> _TASK TO CARRY OUT_: Output the full listing below exactly, without the pictures.
─── STORED ROWS
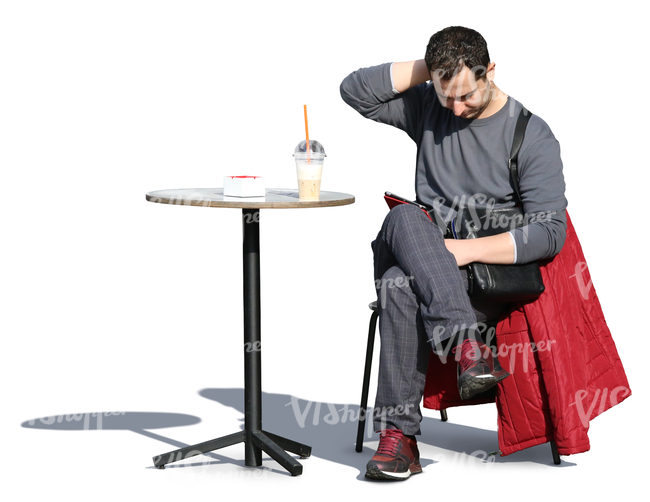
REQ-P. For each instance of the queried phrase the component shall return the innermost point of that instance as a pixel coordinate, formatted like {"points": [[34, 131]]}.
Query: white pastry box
{"points": [[243, 186]]}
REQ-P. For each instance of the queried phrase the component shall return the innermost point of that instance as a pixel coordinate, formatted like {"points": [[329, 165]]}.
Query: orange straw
{"points": [[307, 134]]}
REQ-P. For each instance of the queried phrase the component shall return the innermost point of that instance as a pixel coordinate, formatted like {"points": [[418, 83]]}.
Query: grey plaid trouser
{"points": [[422, 299]]}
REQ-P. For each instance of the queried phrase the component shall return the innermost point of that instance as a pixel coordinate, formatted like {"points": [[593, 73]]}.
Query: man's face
{"points": [[463, 94]]}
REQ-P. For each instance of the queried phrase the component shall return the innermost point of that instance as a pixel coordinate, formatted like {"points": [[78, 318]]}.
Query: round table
{"points": [[254, 438]]}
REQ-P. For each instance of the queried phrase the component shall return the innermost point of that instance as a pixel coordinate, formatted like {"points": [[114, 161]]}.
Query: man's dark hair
{"points": [[454, 47]]}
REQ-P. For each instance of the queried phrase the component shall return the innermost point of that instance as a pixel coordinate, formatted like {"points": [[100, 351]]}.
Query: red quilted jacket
{"points": [[564, 364]]}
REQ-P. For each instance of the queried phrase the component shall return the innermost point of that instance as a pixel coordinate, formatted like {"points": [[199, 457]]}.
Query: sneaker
{"points": [[397, 457], [476, 371]]}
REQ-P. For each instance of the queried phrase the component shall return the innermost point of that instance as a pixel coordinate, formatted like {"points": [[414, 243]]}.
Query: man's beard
{"points": [[475, 113]]}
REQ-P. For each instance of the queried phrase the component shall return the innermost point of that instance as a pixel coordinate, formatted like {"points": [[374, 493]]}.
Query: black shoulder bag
{"points": [[500, 283]]}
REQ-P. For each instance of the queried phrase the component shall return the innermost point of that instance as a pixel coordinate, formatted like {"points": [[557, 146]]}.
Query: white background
{"points": [[111, 303]]}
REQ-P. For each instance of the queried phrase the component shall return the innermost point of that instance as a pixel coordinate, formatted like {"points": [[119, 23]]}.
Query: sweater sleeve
{"points": [[370, 92], [542, 187]]}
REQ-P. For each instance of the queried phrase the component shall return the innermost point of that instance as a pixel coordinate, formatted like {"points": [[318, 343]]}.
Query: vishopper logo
──────
> _EXERCISE OUTPUT_:
REQ-P. For each instance of the queried phrase the component shall return the innermost point of that instance as a pixel coordinate, formatted like {"points": [[34, 131]]}.
Query: white pastry box
{"points": [[243, 186]]}
REQ-P. For each instance of the queried phrase the component shall return the innermost point of that instance as a pixel coordinate, formatted like {"points": [[329, 165]]}.
Query: orange straw
{"points": [[307, 134]]}
REQ-P. For each instance of the queried phrase the component shall return the innermost point of that instance as a pixel coordinate, formatted like {"points": [[418, 83]]}.
Query: grey plaid trouser
{"points": [[422, 299]]}
REQ-P. For each instance of the queried phrase the component shall return the innermost point of that instance as a pixel coordinate, formatted like {"points": [[593, 73]]}.
Query: man's face
{"points": [[463, 94]]}
REQ-P. For each instance of the queried phrase the component shall return the innermost point of that instance as a pixel coordinate, formatted like {"points": [[78, 318]]}.
Query: round table
{"points": [[254, 438]]}
REQ-P. For each instance of the queried phrase the component shall return the innermost point of that instance as a pixel coordinate, formatted like {"points": [[114, 161]]}.
Query: man's dark hair
{"points": [[454, 47]]}
REQ-P. For each instance of the queried phrase the component shall return the innermost point of that instance as a pixel coordinate, formatted like {"points": [[100, 351]]}.
Query: red quilted jacket
{"points": [[564, 364]]}
REQ-P. For each instance of the queried phrase the component shall return the innermost point of that instance as a pixel coordinate, formatted like {"points": [[199, 457]]}.
Query: sneaker
{"points": [[397, 457], [476, 371]]}
REQ-P. For each instance of the queried phrase the component shall return the innermost point of that instance as a pixel coordinate, formatted like {"points": [[414, 243]]}.
Query: man's beard
{"points": [[475, 113]]}
REQ-P. For each instance of the queried phrase the component shall return the innermost point of that instance as a pixel coordinate, formatted like {"points": [[374, 493]]}.
Query: black shoulder bag
{"points": [[500, 283]]}
REQ-P. For each instance of the queried phrase the component shall return the innermost point of that instance as a pixel coordinate, formatted like {"points": [[557, 146]]}.
Query: white background
{"points": [[111, 303]]}
REQ-P. For each instance of the queried phrase the component shall return the innermost point of that instance as a pixel coordinate, formatted like {"points": [[119, 23]]}.
Query: sweater sleeve
{"points": [[370, 92], [542, 187]]}
REQ-P. For each instance of the queried phrase the component shall return the innermost point of that instance as a pixel coordinate, formatted like {"points": [[318, 343]]}.
Query: vishopper logo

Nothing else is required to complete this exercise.